> **SOURCE DATA**

------------------------------------------------------------------------

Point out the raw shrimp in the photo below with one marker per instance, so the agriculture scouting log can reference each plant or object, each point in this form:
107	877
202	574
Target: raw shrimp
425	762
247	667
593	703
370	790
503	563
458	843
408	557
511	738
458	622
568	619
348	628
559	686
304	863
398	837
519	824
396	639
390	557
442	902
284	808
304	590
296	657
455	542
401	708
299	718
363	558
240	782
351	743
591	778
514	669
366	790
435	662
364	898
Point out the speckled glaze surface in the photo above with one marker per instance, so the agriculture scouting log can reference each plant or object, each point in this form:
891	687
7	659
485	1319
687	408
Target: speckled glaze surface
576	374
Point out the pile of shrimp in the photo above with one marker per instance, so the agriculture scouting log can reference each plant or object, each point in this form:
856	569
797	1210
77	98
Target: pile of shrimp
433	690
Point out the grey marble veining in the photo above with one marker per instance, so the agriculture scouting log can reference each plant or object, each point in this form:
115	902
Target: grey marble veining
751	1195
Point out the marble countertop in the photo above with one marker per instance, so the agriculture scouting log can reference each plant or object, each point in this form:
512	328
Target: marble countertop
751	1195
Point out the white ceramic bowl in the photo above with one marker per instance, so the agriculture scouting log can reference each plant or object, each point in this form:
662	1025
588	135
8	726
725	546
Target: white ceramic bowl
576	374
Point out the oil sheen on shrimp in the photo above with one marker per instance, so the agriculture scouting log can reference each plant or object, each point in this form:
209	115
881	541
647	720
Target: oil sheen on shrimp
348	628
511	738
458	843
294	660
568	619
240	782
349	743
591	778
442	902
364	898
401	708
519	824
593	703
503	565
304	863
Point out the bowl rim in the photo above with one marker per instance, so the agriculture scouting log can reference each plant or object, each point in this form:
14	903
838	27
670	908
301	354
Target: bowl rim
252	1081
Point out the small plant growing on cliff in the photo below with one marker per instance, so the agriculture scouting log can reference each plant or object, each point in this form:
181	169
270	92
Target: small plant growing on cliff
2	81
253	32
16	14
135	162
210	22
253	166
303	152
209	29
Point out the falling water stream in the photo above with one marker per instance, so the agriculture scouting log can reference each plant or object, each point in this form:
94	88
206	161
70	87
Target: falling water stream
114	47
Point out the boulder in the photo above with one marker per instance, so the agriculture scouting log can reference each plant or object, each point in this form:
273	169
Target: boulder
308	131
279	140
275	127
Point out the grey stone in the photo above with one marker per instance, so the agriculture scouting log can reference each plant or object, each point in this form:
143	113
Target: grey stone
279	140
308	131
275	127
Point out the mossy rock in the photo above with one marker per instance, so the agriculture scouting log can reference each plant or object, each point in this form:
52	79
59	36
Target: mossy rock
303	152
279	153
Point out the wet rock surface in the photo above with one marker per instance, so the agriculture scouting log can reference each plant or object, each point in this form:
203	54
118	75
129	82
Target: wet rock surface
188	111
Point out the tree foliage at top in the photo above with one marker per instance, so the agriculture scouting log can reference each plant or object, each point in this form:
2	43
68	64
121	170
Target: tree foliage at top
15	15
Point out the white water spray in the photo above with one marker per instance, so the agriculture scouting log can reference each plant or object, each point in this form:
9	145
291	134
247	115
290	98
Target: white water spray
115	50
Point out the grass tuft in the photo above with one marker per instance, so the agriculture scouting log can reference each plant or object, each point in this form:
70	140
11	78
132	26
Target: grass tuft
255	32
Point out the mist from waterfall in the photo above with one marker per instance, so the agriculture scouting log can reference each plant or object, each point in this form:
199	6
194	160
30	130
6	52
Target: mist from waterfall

------------------------------------------------------------------------

> **THE EXERCISE**
Copy out every one of the lines above word for word, with nothing changed, added, or left out.

> **COMPLETE RESPONSE**
Point out the raw shrimp in the photo below with one marker per instance, so the agriculture scouting log can reference each plant or object, each point in this form:
107	877
202	574
Target: raw shrimp
425	762
247	667
593	703
370	790
503	563
458	843
408	557
511	738
458	622
568	619
348	628
559	686
304	863
398	837
519	824
396	639
390	557
442	902
284	808
304	590
296	657
455	542
401	708
299	718
363	558
240	782
351	743
591	778
514	669
366	790
435	662
364	898
Point out the speckled glaze surface in the photo above with one marker per instance, so the agriculture scouting log can reference each plant or object, each point in this form:
891	687
7	659
485	1319
687	408
Target: speckled glaze surface
576	374
Point out the pile of shrimp in the photo above with one marker per instance, so the agriculture scouting log can reference each plant or object, each point in this form:
856	569
797	1210
77	98
Target: pile of shrimp
433	690
Point out the grey marble veining in the photo above with one marker per instance, so the agriculture scouting log can reference each plant or object, each point in this form:
115	902
Target: grey marble veining
751	1195
Point out the marble countertop in the photo above with one marker per instance, so the agriculture scouting log can reference each plant or object, each point in this form:
512	328
Target: marble countertop
751	1195
Point out the white ceramic bowl in the photo above with one marker per instance, so the agriculture scouting log can reference each plant or object, each point in this form:
662	1025
588	135
8	726
725	546
Target: white ceramic bowl
576	374
Point out the oil sheen on shrimp in the photo above with one marker per instance, so the agriculture scouting log can reference each plant or object, each point in this form:
209	115
881	541
647	720
Target: oil sheen on shrimp
348	628
511	738
458	843
294	660
568	619
240	782
349	743
591	778
442	902
364	898
401	708
519	824
593	703
503	565
304	863
Point out the bowl rim in the photo above with one marker per instance, so the agriculture scouting log can reference each plant or object, each point in this form:
14	903
838	27
670	908
301	354
Target: bowl rim
252	1081
Point out the small plant growing on cliff in the photo below with one marker per instance, so the agriculture scouting log can reference each plant or object, each point in this form:
181	169
270	92
Target: small plant growing on cliff
2	81
253	32
16	14
135	162
210	22
253	166
303	152
209	29
Point out the falling water stream in the photo above with one marker per instance, so the agriculture scouting log can reference each plant or object, each point in this form:
94	88
206	161
70	87
Target: falling water stream
114	47
Point out the boulder in the photo above with one marker per instance, so the agriculture scouting log can reference each plant or object, each point in this form:
273	169
Target: boulder
308	131
279	140
275	127
Point out the grey stone in the photo above with one marker per instance, so the agriculture scouting log can reference each plant or object, each point in this form:
143	113
Target: grey stone
279	140
308	131
275	127
Point out the mossy rock in the photo above with one marker per instance, so the agriculture scouting log can reference each plant or object, each point in this form:
52	79
59	36
Target: mossy rock
303	152
279	153
Point out the wet rock surface in the photo above with one marker per instance, so the agriculture scouting log can reference each plant or object, each point in this form:
203	54
118	75
129	82
Target: wet rock surface
188	111
Point out the tree foliage at top in the photo above with one marker per instance, so the agriculture scouting log can reference each plant or object, each point in this form:
2	43
68	64
121	170
Target: tree foliage at top
15	15
Point out the white water spray in the photo above with one marker per instance, so the agriculture scouting log can reference each plant or object, each point in this form:
9	145
291	134
247	115
290	98
Target: white water spray
115	50
Point out the grass tuft in the photo above with one marker per instance, so the agriculture scouting log can reference each plant or object, each point in this form:
70	140
11	78
132	26
Target: grass tuft
255	32
Point out the mist from waterfall in the photo above with one marker per instance, so the agriculture scouting log can reference each plant or object, each point in this form:
199	6
194	160
30	130
6	52
Target: mist from waterfall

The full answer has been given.